EXCERPTED TEXT:
:::
17

I'm writing fairly low level code that must be highly optimized for speed. Every CPU cycle counts. Since the code is in Java I can't write as low level as in C for example, but I want to get everything out of the VM that I can.

I'm processing an array of bytes. There are two parts of my code that I'm primarily interested in at the moment. The first one is:

int key =  (data[i]     & 0xff)
        | ((data[i + 1] & 0xff) <<  8)
        | ((data[i + 2] & 0xff) << 16)
        | ((data[i + 3] & 0xff) << 24);

and the second one is:

key = (key << 15) | (key >>> 17);

Judging from the performance I'm guessing that these statements aren't optimized the way I expect. The second statement is basically a ROTL 15, key. The first statement loads 4 bytes into an int. The 0xff masks are there only to compensate for the added sign bits resulting from the implicit cast to int if the accessed byte happens to be negative. This should be easy to translate to efficient machine code, but to my surprise performance goes up if I remove the masks. (Which of course breaks my code, but I was interested to see what happens.)

What's going on here? Do the most common Java VMs optimize this code during JIT in the way one would expect a good C++ compiler to optimize the equivalent C++ code? Can I influence this process? Setting -XX:+AggressiveOpts seems to make no difference.

(CPU: x64, Platform: Linux/HotSpot)
:::
STORED ROWS:
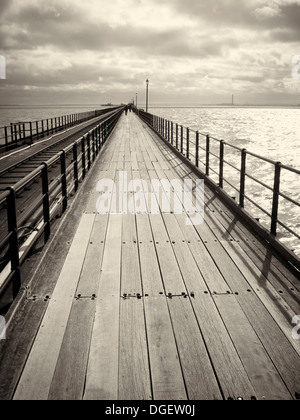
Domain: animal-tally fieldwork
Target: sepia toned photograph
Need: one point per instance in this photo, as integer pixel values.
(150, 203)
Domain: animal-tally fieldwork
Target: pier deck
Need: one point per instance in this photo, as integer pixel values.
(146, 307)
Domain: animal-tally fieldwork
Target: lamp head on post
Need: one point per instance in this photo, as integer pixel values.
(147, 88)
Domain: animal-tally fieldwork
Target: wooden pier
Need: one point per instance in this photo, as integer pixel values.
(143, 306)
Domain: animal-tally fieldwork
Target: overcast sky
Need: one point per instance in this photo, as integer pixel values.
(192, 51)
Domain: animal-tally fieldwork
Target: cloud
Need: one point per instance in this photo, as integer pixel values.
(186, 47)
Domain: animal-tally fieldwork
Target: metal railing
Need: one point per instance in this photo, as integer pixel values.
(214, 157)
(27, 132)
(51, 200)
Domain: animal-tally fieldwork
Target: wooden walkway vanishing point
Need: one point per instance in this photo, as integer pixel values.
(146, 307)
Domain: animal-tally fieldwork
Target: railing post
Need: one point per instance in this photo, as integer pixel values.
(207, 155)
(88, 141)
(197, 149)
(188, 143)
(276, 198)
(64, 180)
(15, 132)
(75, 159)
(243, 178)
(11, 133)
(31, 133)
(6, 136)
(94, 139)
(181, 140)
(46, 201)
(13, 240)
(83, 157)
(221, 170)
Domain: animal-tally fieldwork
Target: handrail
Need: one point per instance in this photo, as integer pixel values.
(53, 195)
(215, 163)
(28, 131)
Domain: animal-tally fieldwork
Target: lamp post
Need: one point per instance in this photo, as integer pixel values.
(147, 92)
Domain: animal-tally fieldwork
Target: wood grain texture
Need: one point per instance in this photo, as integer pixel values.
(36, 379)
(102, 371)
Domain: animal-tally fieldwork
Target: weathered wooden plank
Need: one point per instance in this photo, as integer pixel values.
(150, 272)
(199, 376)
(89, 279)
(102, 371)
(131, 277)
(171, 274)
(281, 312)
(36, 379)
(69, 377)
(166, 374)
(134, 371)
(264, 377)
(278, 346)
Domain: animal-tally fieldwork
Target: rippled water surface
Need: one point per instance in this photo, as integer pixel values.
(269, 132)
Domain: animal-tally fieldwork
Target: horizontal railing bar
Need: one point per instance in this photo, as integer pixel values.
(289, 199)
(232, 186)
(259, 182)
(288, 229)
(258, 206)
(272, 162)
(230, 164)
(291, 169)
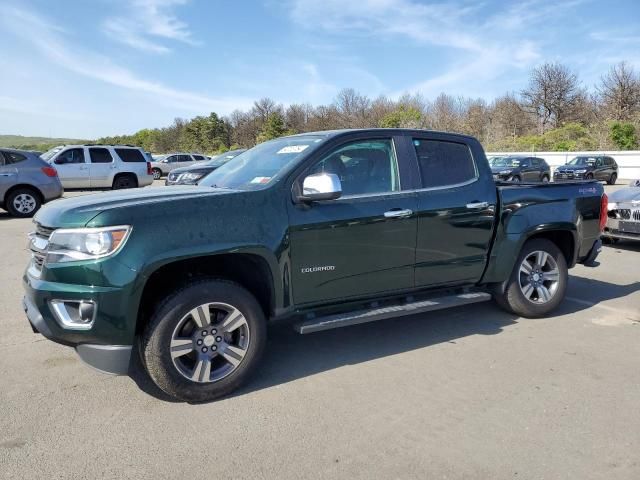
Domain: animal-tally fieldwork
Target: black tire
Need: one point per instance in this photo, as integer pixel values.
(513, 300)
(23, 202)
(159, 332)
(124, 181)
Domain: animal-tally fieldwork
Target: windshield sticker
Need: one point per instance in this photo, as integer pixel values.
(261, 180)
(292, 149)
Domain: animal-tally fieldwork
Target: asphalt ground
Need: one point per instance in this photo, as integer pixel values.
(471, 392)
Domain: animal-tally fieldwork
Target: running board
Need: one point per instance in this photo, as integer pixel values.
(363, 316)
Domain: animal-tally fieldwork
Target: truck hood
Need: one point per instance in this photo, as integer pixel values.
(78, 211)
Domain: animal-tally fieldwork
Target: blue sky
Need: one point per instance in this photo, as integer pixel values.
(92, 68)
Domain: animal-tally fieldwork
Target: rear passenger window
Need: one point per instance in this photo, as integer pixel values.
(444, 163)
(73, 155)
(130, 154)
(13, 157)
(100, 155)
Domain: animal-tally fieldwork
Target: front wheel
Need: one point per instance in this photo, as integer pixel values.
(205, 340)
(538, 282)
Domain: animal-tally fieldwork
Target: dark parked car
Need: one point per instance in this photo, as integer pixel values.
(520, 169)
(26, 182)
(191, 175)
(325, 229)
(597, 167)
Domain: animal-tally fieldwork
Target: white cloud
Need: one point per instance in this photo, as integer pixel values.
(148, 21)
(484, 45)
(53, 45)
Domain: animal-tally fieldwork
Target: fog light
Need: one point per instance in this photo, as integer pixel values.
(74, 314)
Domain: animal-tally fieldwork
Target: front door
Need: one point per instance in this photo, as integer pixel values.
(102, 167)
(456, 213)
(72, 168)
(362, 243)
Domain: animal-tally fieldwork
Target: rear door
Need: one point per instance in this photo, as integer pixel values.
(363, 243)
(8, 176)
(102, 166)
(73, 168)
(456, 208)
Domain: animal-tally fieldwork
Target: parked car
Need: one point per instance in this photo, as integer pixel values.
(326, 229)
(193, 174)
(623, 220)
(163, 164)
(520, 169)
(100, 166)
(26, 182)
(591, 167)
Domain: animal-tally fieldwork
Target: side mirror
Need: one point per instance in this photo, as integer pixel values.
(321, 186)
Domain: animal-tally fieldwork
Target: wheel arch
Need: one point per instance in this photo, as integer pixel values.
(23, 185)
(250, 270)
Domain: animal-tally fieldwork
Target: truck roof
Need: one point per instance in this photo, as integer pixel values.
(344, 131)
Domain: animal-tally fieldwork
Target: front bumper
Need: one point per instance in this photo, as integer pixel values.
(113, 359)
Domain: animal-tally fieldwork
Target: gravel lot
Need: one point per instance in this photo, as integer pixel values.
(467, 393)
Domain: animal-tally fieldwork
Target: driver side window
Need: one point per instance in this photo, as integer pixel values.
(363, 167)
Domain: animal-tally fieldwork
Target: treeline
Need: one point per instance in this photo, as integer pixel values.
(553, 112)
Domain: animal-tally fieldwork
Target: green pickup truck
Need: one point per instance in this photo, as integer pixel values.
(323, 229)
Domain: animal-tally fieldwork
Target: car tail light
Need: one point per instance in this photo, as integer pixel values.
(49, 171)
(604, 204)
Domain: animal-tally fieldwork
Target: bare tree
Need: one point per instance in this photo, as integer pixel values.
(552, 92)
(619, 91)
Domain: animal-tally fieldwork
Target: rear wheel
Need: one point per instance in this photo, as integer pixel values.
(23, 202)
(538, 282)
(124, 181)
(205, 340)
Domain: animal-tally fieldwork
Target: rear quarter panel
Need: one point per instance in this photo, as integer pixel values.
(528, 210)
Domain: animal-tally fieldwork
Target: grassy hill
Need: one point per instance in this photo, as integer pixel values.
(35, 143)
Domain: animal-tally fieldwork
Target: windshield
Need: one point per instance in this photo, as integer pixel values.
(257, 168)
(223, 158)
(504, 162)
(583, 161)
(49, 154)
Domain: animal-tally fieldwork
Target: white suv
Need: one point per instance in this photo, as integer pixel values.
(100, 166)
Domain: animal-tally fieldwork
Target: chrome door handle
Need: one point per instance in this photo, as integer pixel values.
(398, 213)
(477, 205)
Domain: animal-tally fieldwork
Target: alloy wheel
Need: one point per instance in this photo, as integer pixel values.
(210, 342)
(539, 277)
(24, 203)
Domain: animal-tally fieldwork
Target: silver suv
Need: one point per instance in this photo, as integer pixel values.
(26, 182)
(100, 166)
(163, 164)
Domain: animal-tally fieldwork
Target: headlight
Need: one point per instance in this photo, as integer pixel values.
:::
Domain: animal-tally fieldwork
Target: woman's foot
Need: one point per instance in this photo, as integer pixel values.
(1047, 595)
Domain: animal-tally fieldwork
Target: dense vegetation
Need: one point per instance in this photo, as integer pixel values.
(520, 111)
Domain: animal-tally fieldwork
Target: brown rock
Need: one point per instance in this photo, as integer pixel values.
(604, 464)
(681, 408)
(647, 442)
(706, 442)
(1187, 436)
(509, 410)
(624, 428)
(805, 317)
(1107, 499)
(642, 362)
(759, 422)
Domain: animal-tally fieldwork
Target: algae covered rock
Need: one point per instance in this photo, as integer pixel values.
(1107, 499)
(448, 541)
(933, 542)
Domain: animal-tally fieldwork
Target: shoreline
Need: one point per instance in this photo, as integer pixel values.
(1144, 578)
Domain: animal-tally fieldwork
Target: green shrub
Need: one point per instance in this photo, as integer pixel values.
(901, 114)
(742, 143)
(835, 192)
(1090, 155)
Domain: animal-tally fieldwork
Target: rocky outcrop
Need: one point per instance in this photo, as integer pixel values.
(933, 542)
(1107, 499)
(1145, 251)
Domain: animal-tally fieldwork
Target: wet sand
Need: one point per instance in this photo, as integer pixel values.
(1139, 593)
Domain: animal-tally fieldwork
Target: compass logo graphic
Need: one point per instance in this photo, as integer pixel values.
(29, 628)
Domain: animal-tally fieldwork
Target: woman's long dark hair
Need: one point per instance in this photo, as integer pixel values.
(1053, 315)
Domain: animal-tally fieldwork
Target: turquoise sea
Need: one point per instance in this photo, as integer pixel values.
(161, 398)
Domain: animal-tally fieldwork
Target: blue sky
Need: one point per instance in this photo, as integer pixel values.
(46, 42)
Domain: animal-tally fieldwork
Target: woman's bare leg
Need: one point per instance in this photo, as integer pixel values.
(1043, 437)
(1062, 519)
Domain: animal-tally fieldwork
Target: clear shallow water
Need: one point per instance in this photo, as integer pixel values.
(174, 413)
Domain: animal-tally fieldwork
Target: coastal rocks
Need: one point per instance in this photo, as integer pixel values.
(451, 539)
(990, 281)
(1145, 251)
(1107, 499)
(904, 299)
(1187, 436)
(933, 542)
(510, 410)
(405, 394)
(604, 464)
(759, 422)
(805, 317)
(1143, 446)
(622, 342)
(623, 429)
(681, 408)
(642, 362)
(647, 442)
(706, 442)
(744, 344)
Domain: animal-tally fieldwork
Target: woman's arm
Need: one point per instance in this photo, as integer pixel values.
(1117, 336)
:::
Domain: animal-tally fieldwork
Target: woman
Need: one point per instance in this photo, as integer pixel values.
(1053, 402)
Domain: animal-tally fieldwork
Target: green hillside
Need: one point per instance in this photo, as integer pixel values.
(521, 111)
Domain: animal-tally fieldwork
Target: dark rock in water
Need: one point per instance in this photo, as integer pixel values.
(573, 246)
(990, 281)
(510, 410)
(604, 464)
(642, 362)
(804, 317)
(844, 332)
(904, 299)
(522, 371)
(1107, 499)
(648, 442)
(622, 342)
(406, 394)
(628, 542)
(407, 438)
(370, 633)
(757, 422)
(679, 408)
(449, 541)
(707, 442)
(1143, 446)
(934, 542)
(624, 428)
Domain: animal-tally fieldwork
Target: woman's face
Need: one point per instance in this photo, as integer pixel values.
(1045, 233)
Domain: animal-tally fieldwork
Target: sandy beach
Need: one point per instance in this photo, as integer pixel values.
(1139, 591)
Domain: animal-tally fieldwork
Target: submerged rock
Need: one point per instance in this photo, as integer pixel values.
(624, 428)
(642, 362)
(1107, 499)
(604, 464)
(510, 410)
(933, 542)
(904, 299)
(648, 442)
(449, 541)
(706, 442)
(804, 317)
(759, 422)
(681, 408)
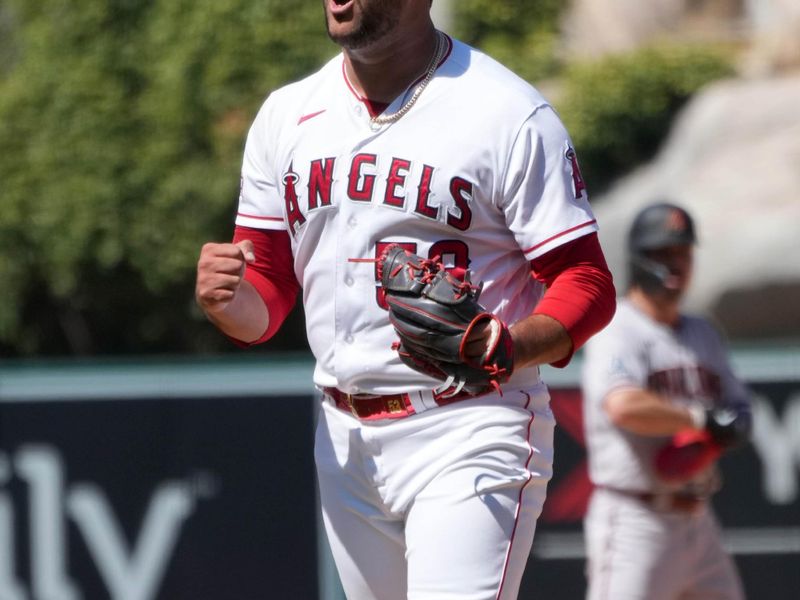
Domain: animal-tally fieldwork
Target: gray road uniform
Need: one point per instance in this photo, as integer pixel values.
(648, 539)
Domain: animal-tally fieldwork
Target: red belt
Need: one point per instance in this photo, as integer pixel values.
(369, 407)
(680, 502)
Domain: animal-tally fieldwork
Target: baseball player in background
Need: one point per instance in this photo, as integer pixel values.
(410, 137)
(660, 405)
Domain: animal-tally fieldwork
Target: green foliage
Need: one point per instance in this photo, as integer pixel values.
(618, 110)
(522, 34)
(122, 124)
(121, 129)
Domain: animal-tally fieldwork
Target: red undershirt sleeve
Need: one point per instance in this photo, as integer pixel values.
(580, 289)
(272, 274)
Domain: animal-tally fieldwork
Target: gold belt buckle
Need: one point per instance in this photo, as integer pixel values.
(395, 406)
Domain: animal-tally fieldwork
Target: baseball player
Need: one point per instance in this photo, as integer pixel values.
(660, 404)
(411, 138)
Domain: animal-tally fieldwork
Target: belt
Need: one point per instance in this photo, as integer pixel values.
:::
GIVEN REQUEST: In the Java optimization post, which JVM option does the author say seems to make no difference?

COMPLETED TASK: Setting -XX:+AggressiveOpts seems to make no difference.